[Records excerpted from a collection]
○ ○ ○

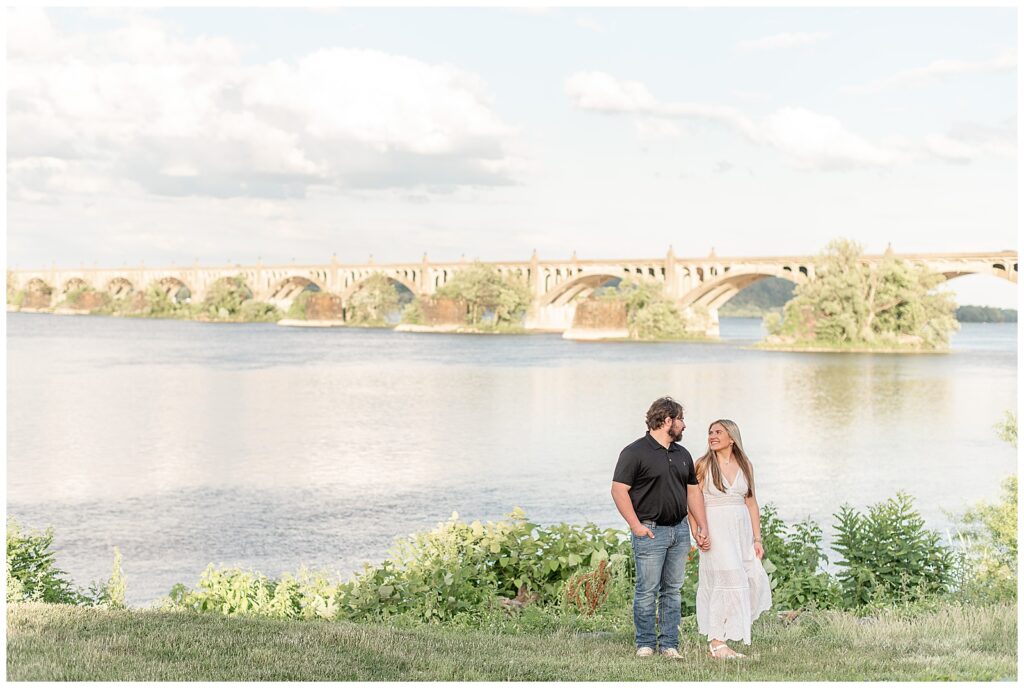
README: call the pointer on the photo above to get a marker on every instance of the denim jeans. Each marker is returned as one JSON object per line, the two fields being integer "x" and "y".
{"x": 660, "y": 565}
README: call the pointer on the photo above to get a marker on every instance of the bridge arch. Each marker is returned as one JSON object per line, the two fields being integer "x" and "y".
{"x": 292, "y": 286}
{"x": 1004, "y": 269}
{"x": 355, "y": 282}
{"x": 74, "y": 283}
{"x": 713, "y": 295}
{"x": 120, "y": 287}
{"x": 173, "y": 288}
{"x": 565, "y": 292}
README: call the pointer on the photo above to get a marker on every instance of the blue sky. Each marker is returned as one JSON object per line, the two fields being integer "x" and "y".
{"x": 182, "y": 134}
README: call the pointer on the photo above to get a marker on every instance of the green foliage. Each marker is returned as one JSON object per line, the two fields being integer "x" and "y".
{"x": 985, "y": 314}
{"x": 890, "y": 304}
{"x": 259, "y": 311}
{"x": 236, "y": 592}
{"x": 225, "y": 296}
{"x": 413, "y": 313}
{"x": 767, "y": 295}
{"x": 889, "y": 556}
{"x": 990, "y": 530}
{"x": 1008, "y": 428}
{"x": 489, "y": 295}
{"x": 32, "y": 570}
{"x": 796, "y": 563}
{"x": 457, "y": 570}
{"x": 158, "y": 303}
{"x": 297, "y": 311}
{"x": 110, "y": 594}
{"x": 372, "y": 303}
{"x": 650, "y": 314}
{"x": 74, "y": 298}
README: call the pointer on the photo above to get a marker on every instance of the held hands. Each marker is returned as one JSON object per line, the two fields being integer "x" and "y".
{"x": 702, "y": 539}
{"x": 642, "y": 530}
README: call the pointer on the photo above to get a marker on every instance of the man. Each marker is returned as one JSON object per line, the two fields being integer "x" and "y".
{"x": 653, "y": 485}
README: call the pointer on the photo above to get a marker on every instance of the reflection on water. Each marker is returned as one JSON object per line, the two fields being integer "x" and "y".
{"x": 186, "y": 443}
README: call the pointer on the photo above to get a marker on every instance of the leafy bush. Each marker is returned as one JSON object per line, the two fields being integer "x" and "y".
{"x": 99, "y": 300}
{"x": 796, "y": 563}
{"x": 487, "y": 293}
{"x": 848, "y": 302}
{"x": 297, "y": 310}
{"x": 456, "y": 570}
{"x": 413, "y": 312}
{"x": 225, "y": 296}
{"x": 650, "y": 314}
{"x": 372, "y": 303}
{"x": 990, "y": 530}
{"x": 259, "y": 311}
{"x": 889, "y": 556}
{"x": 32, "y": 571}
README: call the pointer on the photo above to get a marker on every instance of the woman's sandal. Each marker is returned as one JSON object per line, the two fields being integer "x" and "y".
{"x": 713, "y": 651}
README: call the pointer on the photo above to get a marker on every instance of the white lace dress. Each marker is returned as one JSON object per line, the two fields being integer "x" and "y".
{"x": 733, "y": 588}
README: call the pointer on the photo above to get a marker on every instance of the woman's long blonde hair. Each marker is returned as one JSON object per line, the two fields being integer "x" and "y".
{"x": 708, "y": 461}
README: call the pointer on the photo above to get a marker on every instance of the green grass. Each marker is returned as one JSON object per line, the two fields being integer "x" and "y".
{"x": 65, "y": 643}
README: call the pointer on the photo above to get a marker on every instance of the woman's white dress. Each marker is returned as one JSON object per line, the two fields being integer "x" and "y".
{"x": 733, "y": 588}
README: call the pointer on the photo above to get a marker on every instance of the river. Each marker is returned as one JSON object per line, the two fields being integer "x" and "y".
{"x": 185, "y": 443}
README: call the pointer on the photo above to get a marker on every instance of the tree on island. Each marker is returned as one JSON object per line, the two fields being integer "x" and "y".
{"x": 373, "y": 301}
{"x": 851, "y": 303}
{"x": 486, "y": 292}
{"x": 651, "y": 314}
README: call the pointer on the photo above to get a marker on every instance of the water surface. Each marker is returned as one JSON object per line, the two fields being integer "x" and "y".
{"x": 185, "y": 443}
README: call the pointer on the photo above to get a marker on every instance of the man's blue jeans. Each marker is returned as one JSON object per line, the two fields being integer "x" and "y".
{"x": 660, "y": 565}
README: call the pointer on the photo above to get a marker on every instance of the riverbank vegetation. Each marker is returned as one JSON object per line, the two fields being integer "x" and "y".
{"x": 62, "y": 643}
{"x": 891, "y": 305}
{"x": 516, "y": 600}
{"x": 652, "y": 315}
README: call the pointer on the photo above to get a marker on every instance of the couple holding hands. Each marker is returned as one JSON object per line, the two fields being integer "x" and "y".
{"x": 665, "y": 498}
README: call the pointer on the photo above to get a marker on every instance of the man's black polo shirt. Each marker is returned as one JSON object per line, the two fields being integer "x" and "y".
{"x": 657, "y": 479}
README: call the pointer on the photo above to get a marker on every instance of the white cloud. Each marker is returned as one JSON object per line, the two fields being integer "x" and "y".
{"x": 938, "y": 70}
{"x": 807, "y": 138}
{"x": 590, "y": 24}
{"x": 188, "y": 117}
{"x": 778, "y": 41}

○ ○ ○

# Exercise description
Omit pictures; set down the rest of the material word for word.

# Solved exercise
README: call the pointer on the photo above to get a marker on every instance of the denim jeans. Each marker is returned as one JSON object per line, the two fields being integer "x" and "y".
{"x": 660, "y": 565}
README: call the pointer on the photo above to get a marker on every instance of the bridge arch. Each marker is returned as one JSON object per line, the two fields being integer "x" and "y".
{"x": 292, "y": 286}
{"x": 1004, "y": 269}
{"x": 355, "y": 282}
{"x": 74, "y": 283}
{"x": 713, "y": 295}
{"x": 120, "y": 287}
{"x": 173, "y": 288}
{"x": 565, "y": 292}
README: call the pointer on the photo above to get a marker on every instance of the blue sky. Each marker is returned as one JSON object per line, the two fields being integer "x" and "y".
{"x": 182, "y": 134}
README: call the pointer on the photo above to get a marker on every instance of the green foliage. Each marker is returned as one JSON object per line, the two fields being integer "x" and "y".
{"x": 985, "y": 314}
{"x": 890, "y": 304}
{"x": 259, "y": 311}
{"x": 236, "y": 592}
{"x": 225, "y": 296}
{"x": 413, "y": 313}
{"x": 767, "y": 295}
{"x": 889, "y": 556}
{"x": 990, "y": 530}
{"x": 1008, "y": 428}
{"x": 489, "y": 295}
{"x": 32, "y": 570}
{"x": 796, "y": 563}
{"x": 457, "y": 570}
{"x": 158, "y": 303}
{"x": 297, "y": 311}
{"x": 110, "y": 594}
{"x": 372, "y": 303}
{"x": 650, "y": 314}
{"x": 74, "y": 298}
README: call the pointer on the photo above to get a marker on every instance of the held hands. Each marker is returned as one JSON object per line, the two fields being integer "x" and "y".
{"x": 702, "y": 539}
{"x": 642, "y": 530}
README: call the pointer on the photo above to get a marker on every instance of the man. Each marker is returned as one JSON object per line, the two fields being integer "x" and "y".
{"x": 653, "y": 485}
README: call the pointer on the photo above to get a marker on every instance of the reflection on water. Each marker is returned as one JSON object per line, the two fields being integer "x" and "y".
{"x": 186, "y": 443}
README: call the pointer on the photo above to get a marker on every instance of the leafy bush. Each marker is returned as one JSON object per line, the two fields being integer "x" and "y".
{"x": 99, "y": 300}
{"x": 796, "y": 563}
{"x": 487, "y": 293}
{"x": 848, "y": 302}
{"x": 297, "y": 310}
{"x": 456, "y": 570}
{"x": 413, "y": 312}
{"x": 225, "y": 296}
{"x": 650, "y": 314}
{"x": 372, "y": 303}
{"x": 990, "y": 530}
{"x": 259, "y": 311}
{"x": 889, "y": 556}
{"x": 32, "y": 571}
README: call the pointer on the photo above to get a marker on every instance of the woman's sandal. Each marker is returned as one JSON object per line, the two fields being integer "x" and "y".
{"x": 713, "y": 651}
README: call the pointer on the photo above to get a marker on every instance of the white lace dress. Each marker is returned as one JSON object per line, the two fields being integer "x" and "y".
{"x": 733, "y": 588}
README: call the pointer on the photo above to get a marker on every instance of the woman's long blonde hair. Each marker is returned as one JSON object per line, the two fields being integer "x" and "y".
{"x": 708, "y": 461}
README: call the pointer on the photo above to get a marker on every instance of the green grass. Each marker is returned as one JSON object per line, the two fields being integer "x" and "y".
{"x": 65, "y": 643}
README: call the pointer on the photo above to get a marker on every instance of the woman's white dress. Each marker is returned as one JSON object per line, the two fields being integer "x" and "y".
{"x": 733, "y": 588}
README: call the pointer on the photo above to get a marker on every instance of the river. Each marker is returned as one JSON object per line, the two fields being integer "x" and "y".
{"x": 185, "y": 443}
README: call the pointer on the photo above to get a marker on every instance of the tree on island. Each marker is returned as one JSON object per line, the two fields being integer "x" and "y".
{"x": 373, "y": 301}
{"x": 851, "y": 303}
{"x": 486, "y": 292}
{"x": 651, "y": 314}
README: call the pointer on the photo above to get a marker on every instance of the water surface. Each marker is returned as one JSON object per line, the two fields being integer "x" and "y".
{"x": 185, "y": 443}
README: call the pointer on the photo above to get a marker on every instance of the man's blue jeans. Each marker is returned as one JSON object per line, the two fields being integer "x" and "y".
{"x": 660, "y": 565}
README: call the pointer on the photo above to get a marker on every instance of the riverbank vegetation. Each marker is returned as one JSON object per line, the two fields being integer "x" and "y".
{"x": 62, "y": 643}
{"x": 891, "y": 305}
{"x": 516, "y": 600}
{"x": 652, "y": 315}
README: call the pointer on the photo above to get a marker on every instance of the couple holding hands. Each marker is returned as one JSON object per line, the two fields being integer "x" and "y".
{"x": 665, "y": 498}
README: call the pointer on the photo above to get a marker on every instance of the man's black polo shirt. Each marker is returned as one JSON object per line, the two fields being integer "x" and "y".
{"x": 657, "y": 479}
README: call the pointer on the photo above to get a marker on every instance of the white cloud. Each marker is returned as one JSON object per line, the two fields being integer "x" and "y".
{"x": 938, "y": 70}
{"x": 807, "y": 138}
{"x": 590, "y": 24}
{"x": 188, "y": 117}
{"x": 778, "y": 41}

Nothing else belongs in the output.